[Region annotation items]
^^^^^^^^

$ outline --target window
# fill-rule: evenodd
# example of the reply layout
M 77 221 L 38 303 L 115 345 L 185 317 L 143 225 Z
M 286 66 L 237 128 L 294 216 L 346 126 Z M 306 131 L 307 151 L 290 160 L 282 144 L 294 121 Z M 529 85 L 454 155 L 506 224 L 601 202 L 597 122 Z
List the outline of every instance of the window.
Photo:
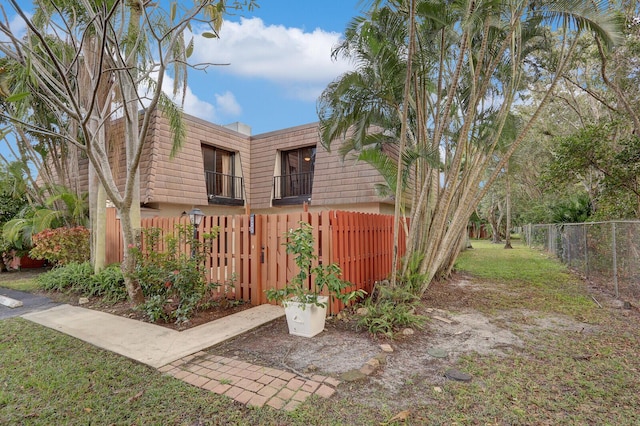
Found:
M 304 147 L 281 153 L 280 176 L 274 178 L 275 204 L 307 201 L 313 188 L 316 148 Z
M 202 145 L 207 195 L 213 204 L 244 204 L 242 178 L 235 175 L 235 153 Z

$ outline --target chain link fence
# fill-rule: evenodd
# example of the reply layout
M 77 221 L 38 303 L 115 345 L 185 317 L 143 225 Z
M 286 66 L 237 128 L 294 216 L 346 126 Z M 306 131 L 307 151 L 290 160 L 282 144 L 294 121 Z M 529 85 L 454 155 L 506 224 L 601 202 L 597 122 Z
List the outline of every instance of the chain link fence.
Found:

^^^^^^^^

Copy the records verbatim from their first line through the line containing "M 202 145 L", including both ends. Leave out the pictures.

### The completed task:
$ outline --target window
# fill-rule: evenodd
# example of the reply layout
M 77 221 L 38 303 L 115 345 L 185 317 L 143 225 Z
M 286 66 L 237 128 L 294 216 L 346 126 Z M 306 131 L 307 151 L 290 160 L 282 144 L 294 121 Z M 529 85 L 454 155 L 506 224 L 601 202 L 597 122 Z
List the outline of every instance of the window.
Photo:
Found:
M 304 147 L 281 153 L 280 176 L 274 178 L 275 204 L 307 201 L 313 188 L 316 148 Z
M 202 145 L 207 195 L 213 204 L 244 204 L 242 178 L 235 175 L 235 153 Z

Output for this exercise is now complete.